What needs to be done
Could you copy, word for word, the lines from the one containing "Query: white panel trim" through the end of the data? Include both the first and the last line.

::::::::

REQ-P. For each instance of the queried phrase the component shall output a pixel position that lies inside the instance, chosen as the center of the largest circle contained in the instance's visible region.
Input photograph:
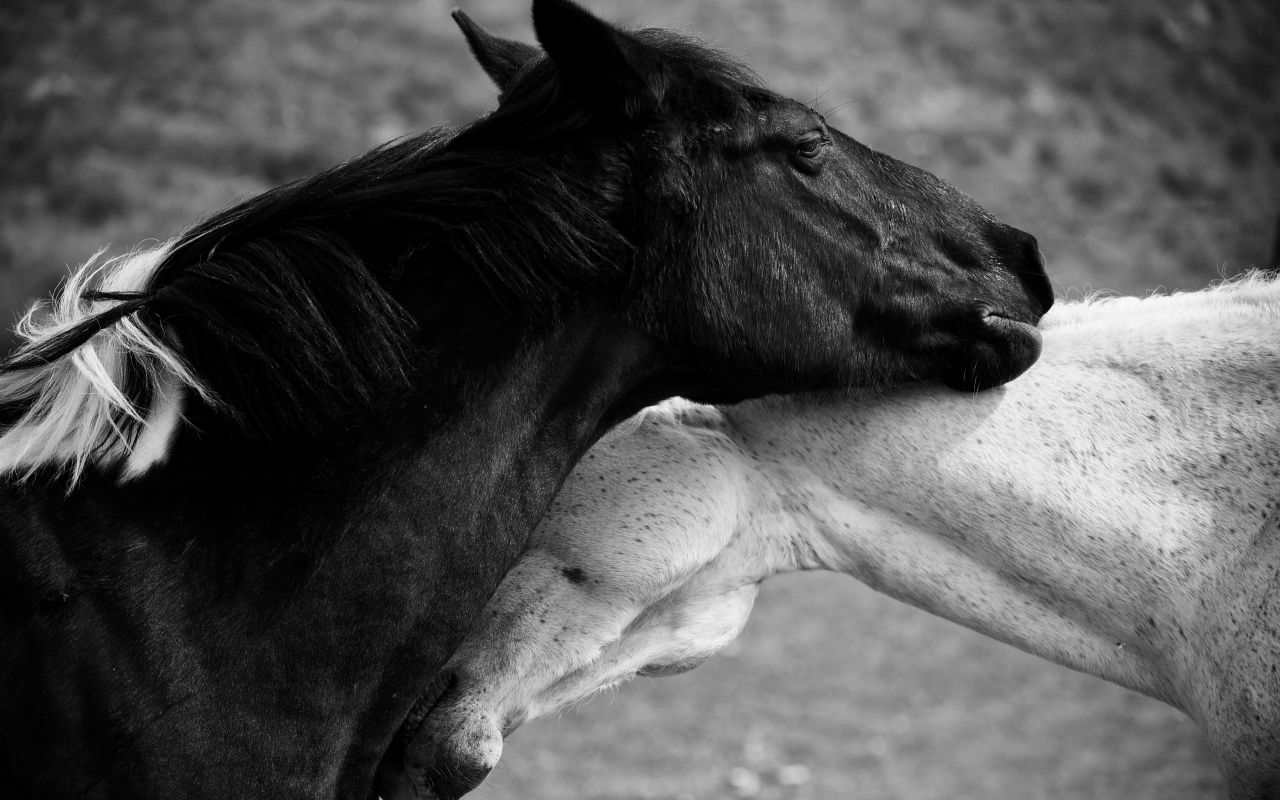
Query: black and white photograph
(640, 400)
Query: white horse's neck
(1079, 512)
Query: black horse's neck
(359, 560)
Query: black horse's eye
(812, 145)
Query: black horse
(260, 481)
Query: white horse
(1115, 511)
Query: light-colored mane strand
(77, 408)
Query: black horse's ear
(501, 58)
(604, 67)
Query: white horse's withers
(1115, 511)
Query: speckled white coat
(1115, 510)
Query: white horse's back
(1112, 511)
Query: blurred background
(1139, 141)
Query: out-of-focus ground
(1139, 141)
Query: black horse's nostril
(1022, 256)
(1031, 273)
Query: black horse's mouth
(992, 352)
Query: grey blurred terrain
(1139, 141)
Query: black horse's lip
(1008, 325)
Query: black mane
(284, 305)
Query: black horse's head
(768, 250)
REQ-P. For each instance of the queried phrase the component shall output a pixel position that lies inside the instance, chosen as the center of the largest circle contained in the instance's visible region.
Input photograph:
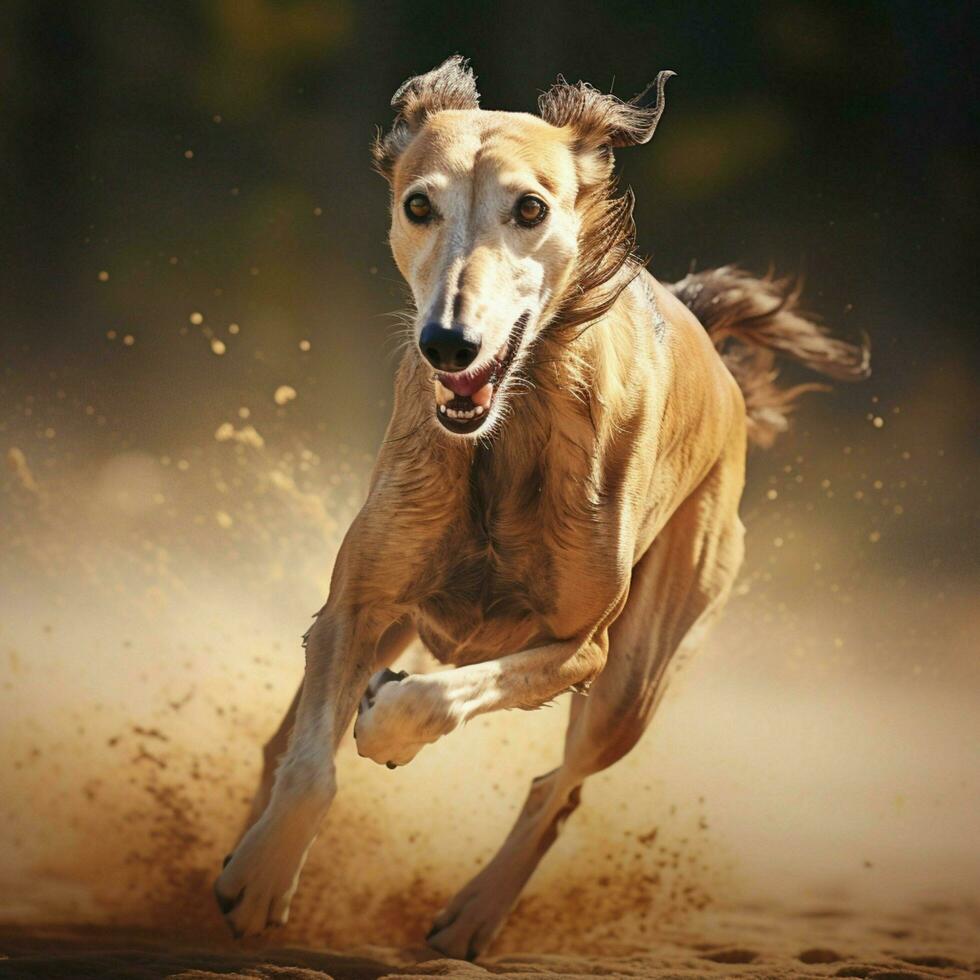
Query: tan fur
(575, 541)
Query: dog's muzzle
(464, 399)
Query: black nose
(447, 350)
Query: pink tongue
(466, 384)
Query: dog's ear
(450, 86)
(601, 122)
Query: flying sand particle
(284, 394)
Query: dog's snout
(448, 349)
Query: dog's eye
(530, 211)
(418, 208)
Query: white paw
(259, 879)
(387, 729)
(471, 921)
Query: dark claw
(227, 904)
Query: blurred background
(196, 352)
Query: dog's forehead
(460, 142)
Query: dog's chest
(485, 600)
(492, 585)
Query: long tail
(754, 321)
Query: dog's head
(503, 223)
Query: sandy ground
(804, 805)
(930, 941)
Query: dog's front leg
(398, 717)
(259, 879)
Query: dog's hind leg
(676, 589)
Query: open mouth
(464, 399)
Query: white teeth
(462, 414)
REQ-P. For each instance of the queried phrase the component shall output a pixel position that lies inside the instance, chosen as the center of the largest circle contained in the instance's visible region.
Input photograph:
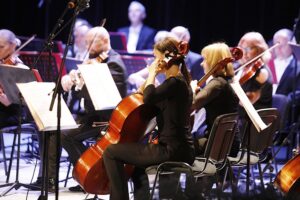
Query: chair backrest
(221, 137)
(259, 141)
(282, 104)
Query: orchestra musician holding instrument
(217, 97)
(100, 51)
(173, 98)
(8, 44)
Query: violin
(250, 71)
(253, 65)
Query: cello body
(288, 175)
(128, 123)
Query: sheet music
(251, 112)
(38, 96)
(101, 86)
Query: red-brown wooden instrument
(128, 123)
(250, 71)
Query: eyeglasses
(248, 49)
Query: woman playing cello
(173, 98)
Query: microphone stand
(80, 6)
(57, 91)
(295, 124)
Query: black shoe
(76, 188)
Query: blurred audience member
(193, 59)
(139, 36)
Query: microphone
(82, 4)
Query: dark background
(207, 20)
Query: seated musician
(217, 97)
(283, 70)
(72, 140)
(173, 98)
(258, 87)
(8, 44)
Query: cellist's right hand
(194, 86)
(3, 98)
(68, 80)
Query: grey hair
(143, 9)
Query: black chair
(257, 143)
(214, 158)
(28, 128)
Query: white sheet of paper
(101, 86)
(251, 112)
(38, 97)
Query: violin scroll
(183, 48)
(237, 53)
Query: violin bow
(24, 44)
(256, 58)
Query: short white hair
(181, 33)
(141, 6)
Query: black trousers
(141, 156)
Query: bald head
(181, 33)
(283, 37)
(136, 13)
(98, 38)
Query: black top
(218, 98)
(173, 98)
(265, 100)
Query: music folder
(9, 76)
(38, 96)
(100, 85)
(250, 110)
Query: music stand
(71, 63)
(48, 71)
(296, 52)
(9, 76)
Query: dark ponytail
(171, 46)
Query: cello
(128, 123)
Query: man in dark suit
(139, 36)
(72, 140)
(283, 68)
(284, 64)
(193, 60)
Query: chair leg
(232, 180)
(3, 153)
(154, 184)
(218, 188)
(11, 158)
(67, 176)
(261, 176)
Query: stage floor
(27, 174)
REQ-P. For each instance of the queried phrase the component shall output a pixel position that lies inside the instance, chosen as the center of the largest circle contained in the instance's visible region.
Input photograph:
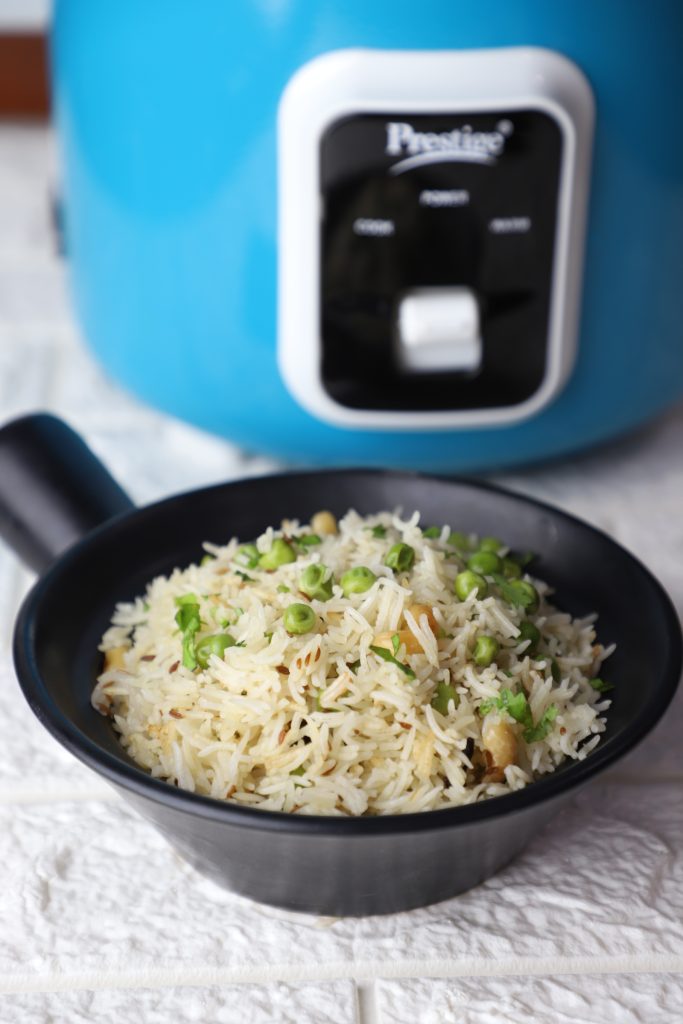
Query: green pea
(248, 555)
(458, 541)
(315, 582)
(491, 544)
(524, 594)
(357, 580)
(485, 650)
(299, 619)
(400, 557)
(511, 569)
(442, 696)
(467, 582)
(527, 631)
(217, 643)
(280, 554)
(484, 562)
(308, 540)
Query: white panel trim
(354, 81)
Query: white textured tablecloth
(100, 921)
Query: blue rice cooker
(441, 236)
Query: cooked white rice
(360, 738)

::::::::

Full answer
Query: white panel trim
(354, 81)
Query: white textured tablecloth
(100, 921)
Query: blue rice cooker
(441, 236)
Query: cooked white rice
(360, 738)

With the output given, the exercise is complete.